=== Data lines ===

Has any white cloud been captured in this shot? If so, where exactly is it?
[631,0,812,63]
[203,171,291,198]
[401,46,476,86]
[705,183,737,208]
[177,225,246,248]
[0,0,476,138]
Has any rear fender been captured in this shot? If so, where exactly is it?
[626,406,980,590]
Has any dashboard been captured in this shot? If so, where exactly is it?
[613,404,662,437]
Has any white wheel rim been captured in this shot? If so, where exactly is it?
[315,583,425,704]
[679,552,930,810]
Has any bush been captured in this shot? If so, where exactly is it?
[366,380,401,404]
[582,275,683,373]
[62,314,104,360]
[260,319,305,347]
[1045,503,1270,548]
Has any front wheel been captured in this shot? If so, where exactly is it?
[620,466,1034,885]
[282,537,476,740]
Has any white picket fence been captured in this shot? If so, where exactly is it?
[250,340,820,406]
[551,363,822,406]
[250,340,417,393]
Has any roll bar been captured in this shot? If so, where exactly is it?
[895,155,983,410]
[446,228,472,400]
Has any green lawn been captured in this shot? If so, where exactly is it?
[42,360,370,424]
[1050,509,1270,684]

===
=== Data lines ===

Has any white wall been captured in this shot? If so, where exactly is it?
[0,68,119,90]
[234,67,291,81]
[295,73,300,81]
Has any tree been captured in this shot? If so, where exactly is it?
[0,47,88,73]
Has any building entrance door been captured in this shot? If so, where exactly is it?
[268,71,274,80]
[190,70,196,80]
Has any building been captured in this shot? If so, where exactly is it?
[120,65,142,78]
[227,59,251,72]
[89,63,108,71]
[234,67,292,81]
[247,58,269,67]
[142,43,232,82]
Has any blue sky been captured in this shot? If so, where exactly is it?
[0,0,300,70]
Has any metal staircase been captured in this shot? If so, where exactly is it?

===

_Exercise instructions_
Copy out, without any change, the items starting at the line that contains "Has any tree" and ending at the line that contains "[0,0,300,70]". Include both of those lines.

_Response for this exercise_
Has any tree been captured in this shot? If so, where exactly is it?
[0,47,88,73]
Has any building entrance door been captured in this shot? If so, where exactly is it?
[268,71,274,80]
[190,70,196,80]
Has any building been captured in this shot? If so, where exactly is it?
[120,65,142,78]
[227,59,251,72]
[89,63,108,71]
[234,67,292,81]
[247,58,269,67]
[142,43,232,82]
Has any blue sky been captured in this shot? If so, where exactly is it?
[0,0,300,70]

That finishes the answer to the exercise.